### Objetivo planteado 1
Enumera las cosas que, según la oración del texto sobre Midas que comienza "Como Midas, ya no vemos", hemos dejado de ver.

Midas. Seguramente mis dos lectores se acuerdan de este legendario rey de Frigia al que le fue concedido su máximo deseo de convertir lo que tocara en oro. Lo que quizá mis dos lectores ya no recuerden es que cuando los antiguos contaban la historia de Midas, no era para envidiarlo ni aspirar a ser como él.
A diferencia de nosotros que hemos hecho del “toque de Midas” un valor aspiracional (ningún piropo póstumo se ha repetido más de Steve Jobs que el haber tenido el don de convertir lo que tocaba en oro), para los antiguos tener el toque de Midas era una maldición que si bien le dio al Rey una felicidad pasajera, al poco tiempo se convirtió en una pesadilla que le llevó a perder su familia y amigos, su paz mental, e incluso casi le cuesta la vida.
Privado de compañía humana (a todos lo que tocaba los hacía oro), aislado de todo y sin poder comer o beber, Midas finalmente entendió que si bien la riqueza era algo magnífico, hacerla el fin exclusivo de nuestros afanes -paradójicamente- empobrece la existencia. Así que cuando logró que Dionisios anulara el don, Midas se mudó a la campiña y se dedicó a estudiar música con el dios Pan (algo que, si le creemos al magnífico artículo de Pico Iyer en el suplemento del NY Times del Domingo, es cada vez una opción existencial más socorrida).
El problema de Midas es, según Heidegger, idéntico al nuestro: está tan cegado por el oro que ignora -hasta que los dioses se lo hacen ver- otros valores sin los cuales la vida no vale la pena. Igual que Midas, el hombre moderno ve al mundo a través de los ojos de la ambición económica y por ello, escribe Heidegger, “ha convertido a la Naturaleza y al ser humano en simples artículos de inventario para el proceso de producción y sólo ve en su entorno objetos útiles, dispuestos para su uso y satisfacción personal” (“On the Origin of the Work of Art“).
Como Midas, ya no vemos árboles, ni aves, ni personas, ni manantiales. Vemos oportunidades de inversión, potenciales de negocio, socios para “hacer bisne”, empleados para nuestra empresa. Y, puesto que como dice Aristóteles, las viejas fábulas no mienten porque expresan verdades eternas de la naturaleza humana, en nosotros se cumple la maldición de Midas: somos unos ricos bastante miserables.

### Información mostrada
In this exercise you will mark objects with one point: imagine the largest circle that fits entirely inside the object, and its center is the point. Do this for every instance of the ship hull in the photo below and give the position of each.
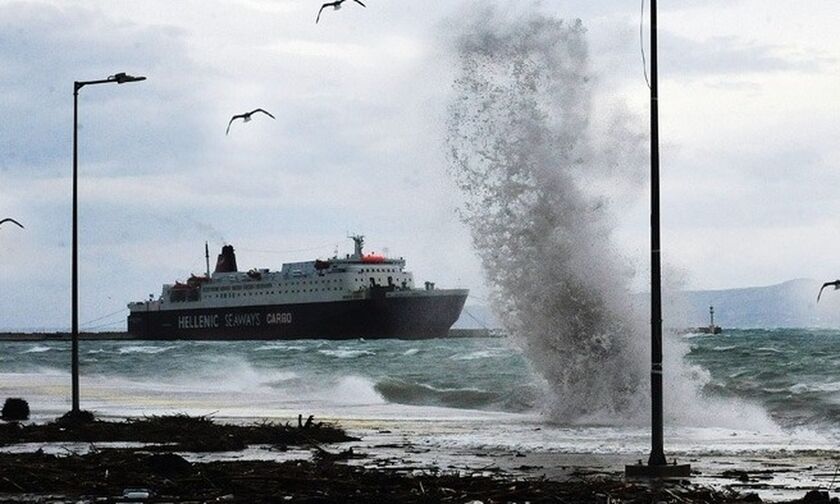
(379, 317)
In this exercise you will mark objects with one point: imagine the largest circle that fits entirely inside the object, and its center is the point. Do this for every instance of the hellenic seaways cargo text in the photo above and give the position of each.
(356, 296)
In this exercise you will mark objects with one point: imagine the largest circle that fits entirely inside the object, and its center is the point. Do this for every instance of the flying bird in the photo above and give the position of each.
(835, 283)
(7, 219)
(335, 5)
(246, 117)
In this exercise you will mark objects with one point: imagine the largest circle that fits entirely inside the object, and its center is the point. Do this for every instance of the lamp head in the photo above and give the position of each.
(123, 77)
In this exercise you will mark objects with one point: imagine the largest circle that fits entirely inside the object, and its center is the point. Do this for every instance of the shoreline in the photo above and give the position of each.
(382, 449)
(92, 461)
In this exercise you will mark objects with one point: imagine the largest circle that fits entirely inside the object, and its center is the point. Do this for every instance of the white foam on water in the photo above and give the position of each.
(37, 349)
(345, 353)
(145, 349)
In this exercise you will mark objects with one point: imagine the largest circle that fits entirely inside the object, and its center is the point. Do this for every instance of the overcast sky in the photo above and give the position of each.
(750, 123)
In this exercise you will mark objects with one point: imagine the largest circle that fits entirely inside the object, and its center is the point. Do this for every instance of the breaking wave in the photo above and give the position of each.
(526, 153)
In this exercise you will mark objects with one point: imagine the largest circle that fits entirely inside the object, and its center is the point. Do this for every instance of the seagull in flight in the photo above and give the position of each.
(335, 5)
(835, 283)
(246, 117)
(7, 219)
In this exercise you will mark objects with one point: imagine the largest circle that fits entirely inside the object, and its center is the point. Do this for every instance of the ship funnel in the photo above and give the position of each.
(227, 260)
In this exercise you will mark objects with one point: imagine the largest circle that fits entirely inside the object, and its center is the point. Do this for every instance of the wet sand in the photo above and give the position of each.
(389, 463)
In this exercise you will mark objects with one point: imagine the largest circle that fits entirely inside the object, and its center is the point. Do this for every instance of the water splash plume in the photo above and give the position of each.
(540, 176)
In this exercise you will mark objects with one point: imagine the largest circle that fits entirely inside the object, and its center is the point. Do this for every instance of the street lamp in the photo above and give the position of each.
(120, 78)
(657, 466)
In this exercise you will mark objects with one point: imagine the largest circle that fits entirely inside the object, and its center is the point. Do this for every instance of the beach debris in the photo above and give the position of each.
(15, 409)
(818, 497)
(835, 283)
(75, 418)
(178, 433)
(168, 464)
(136, 493)
(736, 474)
(335, 5)
(246, 117)
(318, 481)
(9, 219)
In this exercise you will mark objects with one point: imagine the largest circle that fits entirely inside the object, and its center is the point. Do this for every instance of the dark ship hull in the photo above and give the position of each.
(417, 316)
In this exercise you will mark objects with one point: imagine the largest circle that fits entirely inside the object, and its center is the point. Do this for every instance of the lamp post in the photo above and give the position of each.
(657, 466)
(120, 78)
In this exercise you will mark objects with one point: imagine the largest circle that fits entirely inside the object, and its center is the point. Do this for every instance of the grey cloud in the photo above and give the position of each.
(683, 57)
(43, 49)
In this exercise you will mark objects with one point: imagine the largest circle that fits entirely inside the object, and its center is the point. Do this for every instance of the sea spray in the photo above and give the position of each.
(523, 151)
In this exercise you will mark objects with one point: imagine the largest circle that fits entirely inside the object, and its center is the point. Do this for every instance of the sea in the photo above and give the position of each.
(462, 397)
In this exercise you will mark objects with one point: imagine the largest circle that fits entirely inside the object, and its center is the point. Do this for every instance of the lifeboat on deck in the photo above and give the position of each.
(373, 259)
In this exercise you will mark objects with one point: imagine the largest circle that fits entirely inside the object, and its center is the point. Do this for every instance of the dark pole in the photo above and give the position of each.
(657, 466)
(119, 78)
(657, 454)
(74, 327)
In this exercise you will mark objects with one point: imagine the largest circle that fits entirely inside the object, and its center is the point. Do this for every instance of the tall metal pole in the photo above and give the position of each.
(119, 78)
(74, 331)
(657, 454)
(657, 466)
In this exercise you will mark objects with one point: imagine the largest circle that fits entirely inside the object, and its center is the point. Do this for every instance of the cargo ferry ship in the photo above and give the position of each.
(356, 296)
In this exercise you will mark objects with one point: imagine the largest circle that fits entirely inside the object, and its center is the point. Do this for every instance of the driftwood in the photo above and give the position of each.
(110, 473)
(177, 432)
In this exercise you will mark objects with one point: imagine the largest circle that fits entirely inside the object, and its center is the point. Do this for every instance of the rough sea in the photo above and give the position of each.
(782, 387)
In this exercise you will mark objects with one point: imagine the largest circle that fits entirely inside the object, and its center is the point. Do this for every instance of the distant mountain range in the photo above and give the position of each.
(789, 304)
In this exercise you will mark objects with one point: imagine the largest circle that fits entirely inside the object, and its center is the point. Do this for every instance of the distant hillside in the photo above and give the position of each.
(789, 304)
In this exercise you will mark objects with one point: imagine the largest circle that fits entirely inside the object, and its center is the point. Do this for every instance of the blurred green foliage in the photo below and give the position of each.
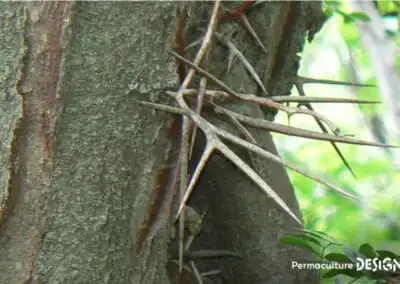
(377, 221)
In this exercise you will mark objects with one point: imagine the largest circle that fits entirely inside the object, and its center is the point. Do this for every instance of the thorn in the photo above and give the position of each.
(305, 80)
(262, 101)
(196, 273)
(300, 89)
(228, 43)
(210, 253)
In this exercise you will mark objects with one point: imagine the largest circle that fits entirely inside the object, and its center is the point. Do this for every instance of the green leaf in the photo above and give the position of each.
(384, 253)
(332, 3)
(338, 257)
(350, 253)
(349, 272)
(359, 16)
(367, 251)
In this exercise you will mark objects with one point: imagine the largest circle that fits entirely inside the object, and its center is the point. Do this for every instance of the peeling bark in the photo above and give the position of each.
(80, 157)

### Objetivo planteado 2
Devuelve cada línea de los registros que contenga la cadena "ship". Distingue entre mayúsculas y minúsculas.

### Respuesta correcta 1
Árboles, aves, personas y manantiales.

### Respuesta correcta 2
In this exercise you will mark objects with one point: imagine the largest circle that fits entirely inside the object, and its center is the point. Do this for every instance of the ship hull in the photo below and give the position of each.
In this exercise you will mark objects with one point: imagine the largest circle that fits entirely inside the object, and its center is the point. Do this for every instance of the ship funnel in the photo above and give the position of each.
In this exercise you will mark objects with one point: imagine the largest circle that fits entirely inside the object, and its center is the point. Do this for every instance of the dark ship hull in the photo above and give the position of each.
In this exercise you will mark objects with one point: imagine the largest circle that fits entirely inside the object, and its center is the point. Do this for every instance of the cargo ferry ship in the photo above and give the position of each.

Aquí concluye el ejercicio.